[What to produce] Starting at the top of the listing below and ending at the line containing "xmin=176 ymin=91 xmax=222 ymax=150", inclusive, put each non-blank line into a JSON list of strings, one string per line. Leave out blank lines and everything after that end point.
***** The input *****
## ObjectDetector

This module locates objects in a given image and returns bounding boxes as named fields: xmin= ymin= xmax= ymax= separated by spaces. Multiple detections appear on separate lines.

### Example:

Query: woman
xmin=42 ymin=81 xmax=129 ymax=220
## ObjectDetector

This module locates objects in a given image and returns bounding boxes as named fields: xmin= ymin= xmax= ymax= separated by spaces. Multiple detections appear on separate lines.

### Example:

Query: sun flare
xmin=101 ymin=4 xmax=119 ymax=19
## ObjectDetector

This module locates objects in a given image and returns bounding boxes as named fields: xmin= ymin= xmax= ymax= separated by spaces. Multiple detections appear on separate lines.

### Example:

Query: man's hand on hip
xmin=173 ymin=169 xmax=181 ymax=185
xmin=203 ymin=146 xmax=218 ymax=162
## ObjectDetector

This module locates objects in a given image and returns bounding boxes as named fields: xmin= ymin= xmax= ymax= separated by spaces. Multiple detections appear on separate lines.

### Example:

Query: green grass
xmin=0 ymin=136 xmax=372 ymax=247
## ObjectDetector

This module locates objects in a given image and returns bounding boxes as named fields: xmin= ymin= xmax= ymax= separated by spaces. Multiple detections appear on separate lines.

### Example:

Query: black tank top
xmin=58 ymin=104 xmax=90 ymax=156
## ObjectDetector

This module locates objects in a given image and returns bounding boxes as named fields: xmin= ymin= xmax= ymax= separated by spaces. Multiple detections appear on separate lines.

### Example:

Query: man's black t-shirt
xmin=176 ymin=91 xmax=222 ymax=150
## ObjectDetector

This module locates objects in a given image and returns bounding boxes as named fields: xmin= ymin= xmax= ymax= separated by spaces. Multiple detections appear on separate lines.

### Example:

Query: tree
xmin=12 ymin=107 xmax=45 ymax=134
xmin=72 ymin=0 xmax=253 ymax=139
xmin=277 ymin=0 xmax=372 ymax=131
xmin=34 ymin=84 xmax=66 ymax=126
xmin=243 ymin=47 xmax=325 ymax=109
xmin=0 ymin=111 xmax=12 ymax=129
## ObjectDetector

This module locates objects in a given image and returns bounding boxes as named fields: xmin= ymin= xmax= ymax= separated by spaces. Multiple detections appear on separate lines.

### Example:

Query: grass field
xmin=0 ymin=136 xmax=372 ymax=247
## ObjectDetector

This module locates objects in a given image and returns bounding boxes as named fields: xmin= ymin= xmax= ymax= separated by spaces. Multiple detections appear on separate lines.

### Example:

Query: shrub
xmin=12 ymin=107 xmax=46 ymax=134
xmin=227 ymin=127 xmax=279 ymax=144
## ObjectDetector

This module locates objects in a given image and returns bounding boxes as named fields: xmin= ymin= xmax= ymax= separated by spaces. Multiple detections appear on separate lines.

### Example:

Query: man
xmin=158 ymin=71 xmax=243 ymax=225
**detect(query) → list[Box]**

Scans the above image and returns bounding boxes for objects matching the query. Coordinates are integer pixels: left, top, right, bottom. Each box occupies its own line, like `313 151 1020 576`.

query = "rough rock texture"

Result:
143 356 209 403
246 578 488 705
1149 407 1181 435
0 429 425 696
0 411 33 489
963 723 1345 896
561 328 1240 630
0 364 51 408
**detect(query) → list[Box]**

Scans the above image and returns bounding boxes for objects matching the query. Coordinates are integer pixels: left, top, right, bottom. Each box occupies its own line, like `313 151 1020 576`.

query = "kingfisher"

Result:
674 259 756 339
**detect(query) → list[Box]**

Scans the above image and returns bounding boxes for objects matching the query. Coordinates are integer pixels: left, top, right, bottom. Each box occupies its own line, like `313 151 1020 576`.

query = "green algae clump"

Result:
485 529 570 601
*****
[Output]
[
  "## ObjectDetector",
  "This module locates objects in a given image and returns bounding boxes as named fields: xmin= ymin= xmax= ymax= separated by spaces. Multiple detections appear on separate lines.",
  "### Example:",
  "Query: woman",
  "xmin=42 ymin=81 xmax=129 ymax=220",
  "## ObjectDetector",
  "This module locates objects in a given image and returns bounding boxes as named fields: xmin= ymin= xmax= ymax= separated by spaces. Multiple detections appear on separate lines.",
  "### Example:",
  "Query: sun flare",
  "xmin=101 ymin=4 xmax=119 ymax=19",
  "## ObjectDetector",
  "This module locates objects in a given image and returns bounding boxes as named fields: xmin= ymin= xmax= ymax= separated by spaces. Multiple detections appear on separate lines.",
  "### Example:",
  "Query: man's hand on hip",
  "xmin=173 ymin=169 xmax=181 ymax=185",
  "xmin=203 ymin=146 xmax=218 ymax=162",
  "## ObjectDetector",
  "This module locates objects in a given image and returns bounding boxes as named fields: xmin= ymin= xmax= ymax= separated by spaces. Multiple detections appear on separate lines.",
  "### Example:",
  "Query: green grass",
  "xmin=0 ymin=136 xmax=372 ymax=247",
  "## ObjectDetector",
  "This module locates objects in a given image and returns bounding boxes as named fields: xmin= ymin= xmax= ymax= separated by spaces. Multiple detections appear on separate lines.",
  "### Example:",
  "Query: black tank top",
  "xmin=58 ymin=104 xmax=90 ymax=156",
  "## ObjectDetector",
  "This module locates objects in a given image and returns bounding boxes as named fields: xmin= ymin= xmax= ymax= separated by spaces. Multiple detections appear on separate lines.",
  "### Example:",
  "Query: man's black t-shirt",
  "xmin=176 ymin=91 xmax=222 ymax=150"
]